→ **Entries from a pointing dataset**
────
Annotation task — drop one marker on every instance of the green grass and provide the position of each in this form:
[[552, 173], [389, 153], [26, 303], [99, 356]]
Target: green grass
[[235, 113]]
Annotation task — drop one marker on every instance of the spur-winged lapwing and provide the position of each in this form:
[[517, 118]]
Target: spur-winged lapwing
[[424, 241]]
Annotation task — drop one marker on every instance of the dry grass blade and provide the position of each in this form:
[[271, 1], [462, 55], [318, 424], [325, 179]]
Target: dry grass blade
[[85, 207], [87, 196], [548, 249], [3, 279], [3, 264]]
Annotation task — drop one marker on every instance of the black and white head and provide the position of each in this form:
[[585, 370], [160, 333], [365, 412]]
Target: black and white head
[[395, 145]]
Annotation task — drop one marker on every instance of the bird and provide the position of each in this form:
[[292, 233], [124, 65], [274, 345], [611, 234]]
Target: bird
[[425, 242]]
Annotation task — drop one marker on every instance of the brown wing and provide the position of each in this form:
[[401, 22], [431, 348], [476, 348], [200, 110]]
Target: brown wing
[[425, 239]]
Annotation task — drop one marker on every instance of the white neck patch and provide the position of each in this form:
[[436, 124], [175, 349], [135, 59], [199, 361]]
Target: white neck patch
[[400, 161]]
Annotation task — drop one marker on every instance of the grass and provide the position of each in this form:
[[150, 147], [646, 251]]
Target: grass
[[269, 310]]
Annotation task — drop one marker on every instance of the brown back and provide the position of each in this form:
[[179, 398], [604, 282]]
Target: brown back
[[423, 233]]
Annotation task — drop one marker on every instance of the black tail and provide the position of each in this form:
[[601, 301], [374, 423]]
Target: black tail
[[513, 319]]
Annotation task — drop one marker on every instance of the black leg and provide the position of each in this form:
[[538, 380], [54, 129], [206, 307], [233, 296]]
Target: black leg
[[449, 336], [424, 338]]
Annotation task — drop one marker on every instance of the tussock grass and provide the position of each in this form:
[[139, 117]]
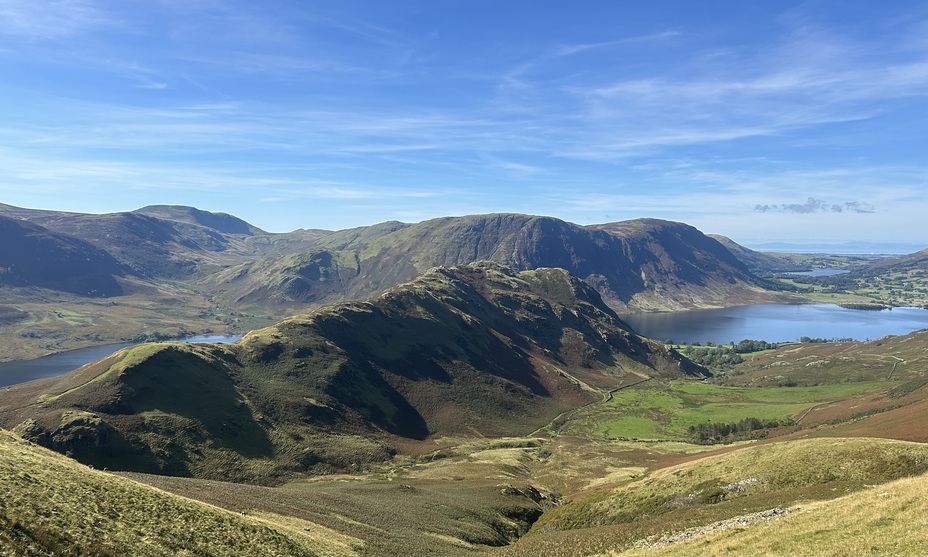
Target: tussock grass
[[888, 519], [51, 506], [771, 475]]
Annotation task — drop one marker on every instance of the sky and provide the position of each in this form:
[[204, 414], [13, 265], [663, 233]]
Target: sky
[[764, 121]]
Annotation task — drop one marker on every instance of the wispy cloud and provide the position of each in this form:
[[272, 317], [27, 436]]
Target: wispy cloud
[[52, 19], [813, 205]]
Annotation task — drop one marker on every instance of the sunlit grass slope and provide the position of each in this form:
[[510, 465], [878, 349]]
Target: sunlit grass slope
[[888, 519], [51, 505], [737, 483]]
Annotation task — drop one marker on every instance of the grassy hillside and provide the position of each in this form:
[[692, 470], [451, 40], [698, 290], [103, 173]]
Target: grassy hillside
[[475, 350], [643, 264], [54, 506], [737, 488], [882, 520], [183, 268]]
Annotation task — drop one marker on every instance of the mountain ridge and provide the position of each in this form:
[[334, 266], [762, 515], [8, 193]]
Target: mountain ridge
[[473, 349]]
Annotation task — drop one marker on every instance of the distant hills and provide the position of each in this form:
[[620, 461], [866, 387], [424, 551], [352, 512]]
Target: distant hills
[[173, 270], [472, 350]]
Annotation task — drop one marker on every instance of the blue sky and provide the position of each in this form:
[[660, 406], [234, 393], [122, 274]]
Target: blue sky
[[763, 121]]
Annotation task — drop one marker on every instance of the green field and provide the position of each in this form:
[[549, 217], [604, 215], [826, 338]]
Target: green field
[[660, 411]]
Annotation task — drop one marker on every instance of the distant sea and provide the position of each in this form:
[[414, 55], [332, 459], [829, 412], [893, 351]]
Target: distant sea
[[844, 248]]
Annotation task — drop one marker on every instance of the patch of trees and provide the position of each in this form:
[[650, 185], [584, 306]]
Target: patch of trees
[[844, 282], [713, 433], [818, 340], [724, 357]]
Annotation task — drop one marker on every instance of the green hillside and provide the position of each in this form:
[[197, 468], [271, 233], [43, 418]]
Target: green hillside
[[474, 350], [53, 506]]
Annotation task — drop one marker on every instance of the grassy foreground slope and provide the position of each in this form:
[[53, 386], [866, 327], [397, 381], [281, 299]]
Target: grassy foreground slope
[[52, 506], [738, 488]]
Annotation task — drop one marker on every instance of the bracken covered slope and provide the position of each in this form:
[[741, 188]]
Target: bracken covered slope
[[478, 349]]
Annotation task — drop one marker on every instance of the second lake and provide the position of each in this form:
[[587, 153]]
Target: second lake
[[776, 323]]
────
→ **SET EXERCISE**
The lines to quote run from the one containing "of the patch" through the final line of the material above; please give them exactly, both ends included, and nothing else.

→ **CORRECT OUTPUT**
Annotation task — drop one marker on every instance of the patch of trees and provide the position of each in this form:
[[650, 185], [584, 306]]
Target: patch of trees
[[844, 282], [713, 433], [818, 340], [724, 357]]
Annotation task — drop one marker on every instance of the green hillside and provide the position of each in this form:
[[197, 468], [271, 233], [43, 418]]
Target: green hillside
[[474, 350], [53, 506]]
Annotation task — drop one marker on every instance of the grassy foreground slope and provide the position of each in this form:
[[53, 386], [866, 327], [397, 381], [281, 299]]
Target: grassy foreground slope
[[52, 506], [738, 488]]
Annotation task — drop one marker on every instance of the bracken covered slope and provide the position of each in this form:
[[741, 188]]
Target: bracken covered slope
[[478, 349]]
Annotation task — drop one marker on every instance of the second lake and provide the position of each in this form:
[[587, 153]]
Target: second lake
[[776, 323]]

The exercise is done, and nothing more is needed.